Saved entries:
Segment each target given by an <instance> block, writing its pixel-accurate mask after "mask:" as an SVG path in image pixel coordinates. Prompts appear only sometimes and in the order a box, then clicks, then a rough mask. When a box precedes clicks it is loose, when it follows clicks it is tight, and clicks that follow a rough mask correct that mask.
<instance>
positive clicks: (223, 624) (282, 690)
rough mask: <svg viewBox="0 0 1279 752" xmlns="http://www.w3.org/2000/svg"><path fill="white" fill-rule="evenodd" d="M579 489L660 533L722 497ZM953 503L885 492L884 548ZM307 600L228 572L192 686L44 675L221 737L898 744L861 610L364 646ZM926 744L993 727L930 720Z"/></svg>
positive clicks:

BRIEF
Repeat exactly, and only, the lines from the one containing "rough mask: <svg" through the last line above.

TASK OUTPUT
rough mask: <svg viewBox="0 0 1279 752" xmlns="http://www.w3.org/2000/svg"><path fill="white" fill-rule="evenodd" d="M579 489L660 533L722 497ZM953 503L885 492L884 548ZM307 600L228 572L192 686L44 675L221 737L898 744L861 610L364 646ZM926 744L993 727L930 720Z"/></svg>
positive clicks:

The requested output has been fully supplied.